## Selected extract

-------------------------

I never thought it would happen to me.
I am writing it down while it still hot and before I forget crucial details. Pardon the fangirling, but it’s just that I could not believe my luck. I can now finally say that I met the voice of Scar, my catalyst in preferring delectable baddies over the boring ‘heroes’. I NEVER imagined that this would happen but I am proud to say that with a little determination and some help from friends, anything can happen, even to boring old me.
It started about two weeks ago. I was on my facebook and I noticed a rather intriguing post on a page I follow. It’s not a website officially sanctioned by Mr. Irons as much as I know, but it is very informative in regards to information about his projects. Anywho, I saw something that caught my eye. It was like a deer in the midst of my jungle paradise and I was the hunter looking for such a treat. It said “Los Angeles” and “appearance”. I looked closer and it said that Mr. Irons would make an appearance at the premiere of “The Words” at Arclight Hollywood on September 4.
My first thought was no. I could not go.

-------------------------

Excerpts of pointing data
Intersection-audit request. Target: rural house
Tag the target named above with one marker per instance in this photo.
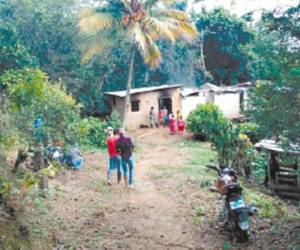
(231, 100)
(142, 99)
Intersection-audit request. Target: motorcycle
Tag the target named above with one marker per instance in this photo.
(235, 211)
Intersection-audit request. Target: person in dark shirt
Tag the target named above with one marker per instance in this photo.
(114, 160)
(125, 146)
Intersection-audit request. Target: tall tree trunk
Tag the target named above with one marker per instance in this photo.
(39, 164)
(129, 83)
(202, 60)
(147, 76)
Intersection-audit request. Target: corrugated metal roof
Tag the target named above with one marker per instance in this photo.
(209, 86)
(278, 147)
(142, 90)
(189, 91)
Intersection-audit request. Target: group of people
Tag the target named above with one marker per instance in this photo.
(120, 149)
(167, 120)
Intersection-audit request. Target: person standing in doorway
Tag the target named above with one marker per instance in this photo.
(153, 121)
(172, 124)
(161, 117)
(181, 125)
(166, 117)
(178, 115)
(125, 146)
(114, 158)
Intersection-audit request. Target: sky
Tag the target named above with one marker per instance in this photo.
(240, 7)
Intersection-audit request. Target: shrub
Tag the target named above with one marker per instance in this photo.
(207, 120)
(91, 131)
(249, 129)
(30, 95)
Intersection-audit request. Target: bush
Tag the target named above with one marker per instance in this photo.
(31, 96)
(208, 121)
(249, 129)
(92, 131)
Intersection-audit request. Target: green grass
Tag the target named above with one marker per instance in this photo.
(201, 154)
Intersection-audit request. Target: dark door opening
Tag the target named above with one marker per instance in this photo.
(165, 102)
(242, 101)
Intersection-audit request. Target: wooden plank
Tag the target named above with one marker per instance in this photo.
(294, 196)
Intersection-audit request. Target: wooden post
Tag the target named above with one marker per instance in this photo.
(268, 168)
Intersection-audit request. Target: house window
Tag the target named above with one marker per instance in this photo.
(135, 106)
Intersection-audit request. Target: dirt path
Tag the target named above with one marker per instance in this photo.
(96, 216)
(170, 208)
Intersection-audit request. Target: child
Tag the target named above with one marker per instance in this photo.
(172, 125)
(166, 117)
(181, 125)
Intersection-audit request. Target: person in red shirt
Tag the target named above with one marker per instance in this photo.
(181, 125)
(114, 157)
(172, 125)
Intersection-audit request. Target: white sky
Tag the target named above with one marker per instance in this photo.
(240, 7)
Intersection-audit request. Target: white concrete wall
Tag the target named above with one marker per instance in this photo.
(229, 103)
(189, 103)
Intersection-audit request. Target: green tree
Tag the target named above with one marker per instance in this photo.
(276, 61)
(223, 37)
(141, 23)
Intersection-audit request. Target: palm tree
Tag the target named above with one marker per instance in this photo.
(142, 23)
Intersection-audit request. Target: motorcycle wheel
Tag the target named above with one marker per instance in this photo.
(243, 235)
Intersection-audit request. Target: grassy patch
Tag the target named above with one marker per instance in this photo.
(269, 207)
(201, 154)
(99, 186)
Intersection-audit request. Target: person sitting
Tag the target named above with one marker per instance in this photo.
(76, 159)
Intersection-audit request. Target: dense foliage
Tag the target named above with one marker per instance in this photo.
(208, 121)
(276, 102)
(224, 37)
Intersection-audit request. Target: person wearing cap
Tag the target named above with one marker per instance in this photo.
(114, 158)
(125, 146)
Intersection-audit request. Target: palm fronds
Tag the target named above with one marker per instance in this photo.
(158, 29)
(93, 22)
(144, 20)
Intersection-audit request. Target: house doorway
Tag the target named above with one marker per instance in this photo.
(165, 102)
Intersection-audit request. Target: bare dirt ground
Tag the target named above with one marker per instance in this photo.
(98, 216)
(160, 213)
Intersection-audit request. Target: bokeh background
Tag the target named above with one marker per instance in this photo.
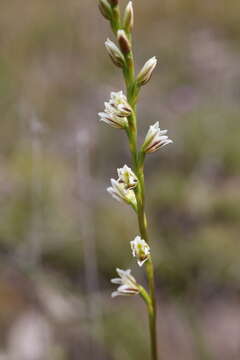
(62, 235)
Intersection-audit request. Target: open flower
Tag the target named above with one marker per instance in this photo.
(127, 177)
(155, 139)
(128, 284)
(118, 192)
(116, 111)
(140, 250)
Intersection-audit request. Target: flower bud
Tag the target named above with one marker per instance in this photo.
(155, 139)
(105, 9)
(123, 41)
(128, 18)
(113, 2)
(114, 53)
(140, 250)
(118, 192)
(127, 177)
(146, 72)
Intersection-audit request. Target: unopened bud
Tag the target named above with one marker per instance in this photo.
(145, 74)
(128, 18)
(105, 9)
(114, 53)
(123, 41)
(113, 2)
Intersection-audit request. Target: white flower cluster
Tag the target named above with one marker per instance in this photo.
(116, 111)
(122, 188)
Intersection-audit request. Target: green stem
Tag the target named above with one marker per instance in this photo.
(138, 160)
(138, 164)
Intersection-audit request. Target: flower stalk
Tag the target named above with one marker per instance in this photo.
(130, 187)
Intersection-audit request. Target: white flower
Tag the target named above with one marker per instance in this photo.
(128, 18)
(116, 111)
(118, 192)
(127, 177)
(140, 250)
(145, 74)
(155, 139)
(128, 284)
(114, 53)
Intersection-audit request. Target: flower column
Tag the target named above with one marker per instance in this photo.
(120, 112)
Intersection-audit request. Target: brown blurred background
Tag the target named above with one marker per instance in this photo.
(62, 235)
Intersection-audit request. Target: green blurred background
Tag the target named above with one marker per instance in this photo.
(62, 235)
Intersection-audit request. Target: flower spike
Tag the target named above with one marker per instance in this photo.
(155, 139)
(140, 250)
(114, 53)
(128, 18)
(105, 9)
(127, 283)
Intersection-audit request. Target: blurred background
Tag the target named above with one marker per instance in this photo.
(62, 235)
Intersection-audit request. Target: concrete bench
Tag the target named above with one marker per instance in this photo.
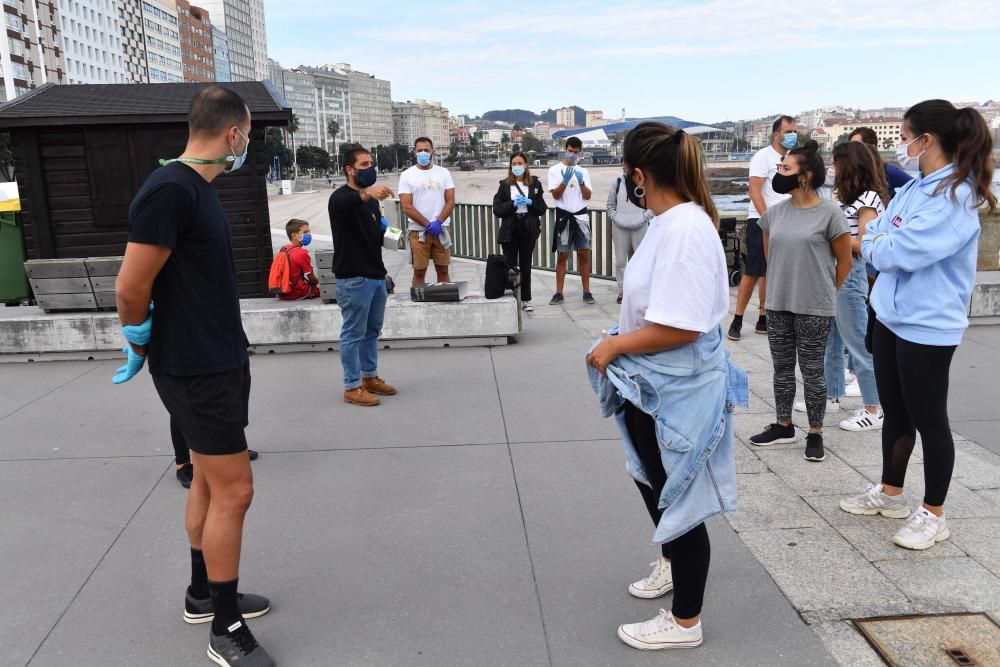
(271, 325)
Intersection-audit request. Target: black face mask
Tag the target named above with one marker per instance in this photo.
(784, 183)
(630, 188)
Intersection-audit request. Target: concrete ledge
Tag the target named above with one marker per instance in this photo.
(985, 300)
(26, 332)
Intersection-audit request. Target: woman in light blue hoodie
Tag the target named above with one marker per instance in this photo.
(925, 247)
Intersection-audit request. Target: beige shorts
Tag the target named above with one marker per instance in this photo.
(428, 251)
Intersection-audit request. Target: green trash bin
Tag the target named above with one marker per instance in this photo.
(13, 280)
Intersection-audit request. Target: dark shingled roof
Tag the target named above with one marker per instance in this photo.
(146, 103)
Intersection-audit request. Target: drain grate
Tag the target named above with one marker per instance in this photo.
(941, 640)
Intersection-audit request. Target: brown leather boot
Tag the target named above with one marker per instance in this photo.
(378, 386)
(360, 396)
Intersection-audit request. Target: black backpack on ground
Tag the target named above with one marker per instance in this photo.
(500, 277)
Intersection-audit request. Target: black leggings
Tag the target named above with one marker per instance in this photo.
(690, 553)
(912, 384)
(181, 452)
(519, 253)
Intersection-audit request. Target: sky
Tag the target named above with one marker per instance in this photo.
(701, 60)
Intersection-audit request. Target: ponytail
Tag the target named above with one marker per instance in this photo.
(671, 158)
(965, 138)
(691, 184)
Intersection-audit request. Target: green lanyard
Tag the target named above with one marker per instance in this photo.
(198, 160)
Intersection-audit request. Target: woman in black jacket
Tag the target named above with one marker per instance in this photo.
(520, 205)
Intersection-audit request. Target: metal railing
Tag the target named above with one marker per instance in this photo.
(474, 231)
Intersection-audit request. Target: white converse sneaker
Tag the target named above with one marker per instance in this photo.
(873, 501)
(922, 531)
(660, 632)
(832, 405)
(659, 582)
(862, 420)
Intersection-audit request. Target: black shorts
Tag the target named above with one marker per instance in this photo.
(756, 262)
(212, 411)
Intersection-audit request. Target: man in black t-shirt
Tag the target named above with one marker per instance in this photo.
(357, 229)
(180, 257)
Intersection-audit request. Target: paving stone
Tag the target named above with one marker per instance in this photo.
(823, 576)
(746, 460)
(980, 539)
(766, 503)
(962, 503)
(872, 535)
(847, 646)
(943, 585)
(809, 478)
(976, 467)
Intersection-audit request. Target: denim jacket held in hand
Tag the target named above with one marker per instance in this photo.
(690, 392)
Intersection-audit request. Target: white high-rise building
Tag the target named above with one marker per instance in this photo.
(163, 41)
(246, 33)
(31, 52)
(92, 41)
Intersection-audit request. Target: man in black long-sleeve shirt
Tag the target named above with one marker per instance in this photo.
(356, 226)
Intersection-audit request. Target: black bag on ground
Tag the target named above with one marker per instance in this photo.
(500, 277)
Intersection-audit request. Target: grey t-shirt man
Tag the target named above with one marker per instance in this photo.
(801, 266)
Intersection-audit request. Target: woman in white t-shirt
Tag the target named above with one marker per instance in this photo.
(861, 188)
(675, 291)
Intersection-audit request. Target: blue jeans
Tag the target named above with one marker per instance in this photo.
(362, 306)
(849, 330)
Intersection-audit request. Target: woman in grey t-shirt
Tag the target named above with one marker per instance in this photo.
(808, 246)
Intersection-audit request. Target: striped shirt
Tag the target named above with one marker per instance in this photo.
(869, 199)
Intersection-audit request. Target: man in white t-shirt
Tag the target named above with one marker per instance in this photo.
(571, 187)
(427, 195)
(763, 167)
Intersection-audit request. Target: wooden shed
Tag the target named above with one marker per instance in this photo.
(81, 153)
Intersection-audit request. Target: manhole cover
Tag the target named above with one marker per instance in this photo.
(946, 640)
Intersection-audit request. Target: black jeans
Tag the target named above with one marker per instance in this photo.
(518, 253)
(912, 384)
(689, 554)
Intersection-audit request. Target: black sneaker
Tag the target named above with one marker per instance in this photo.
(200, 611)
(814, 447)
(185, 474)
(237, 648)
(734, 328)
(775, 434)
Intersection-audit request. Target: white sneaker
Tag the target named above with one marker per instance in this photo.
(832, 405)
(659, 582)
(862, 420)
(873, 501)
(660, 632)
(922, 531)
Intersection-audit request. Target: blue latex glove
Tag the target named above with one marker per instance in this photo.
(139, 334)
(131, 367)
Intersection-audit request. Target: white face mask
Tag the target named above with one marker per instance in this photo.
(905, 160)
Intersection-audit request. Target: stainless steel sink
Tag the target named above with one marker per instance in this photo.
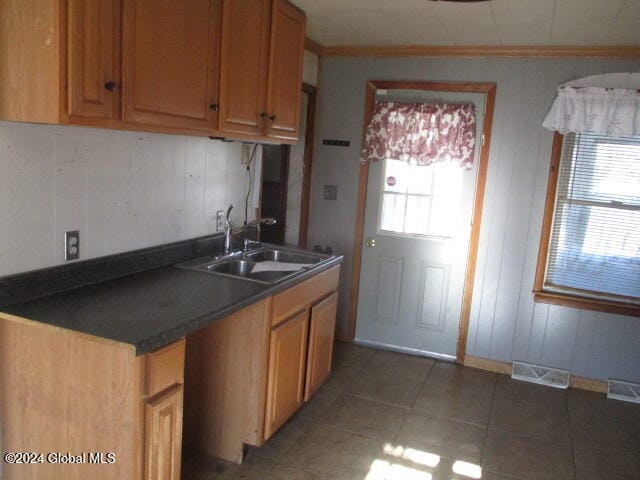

-------------------------

## Task instructions
Rewrite the fan post between "I am writing" and "boring old me.", inclusive, substituting "charming villains" for "delectable baddies".

## Expected answer
I am writing it down while it still hot and before I forget crucial details. Pardon the fangirling, but it’s just that I could not believe my luck. I can now finally say that I met the voice of Scar, my catalyst in preferring charming villains over the boring ‘heroes’. I NEVER imagined that this would happen but I am proud to say that with a little determination and some help from friends, anything can happen, even to boring old me.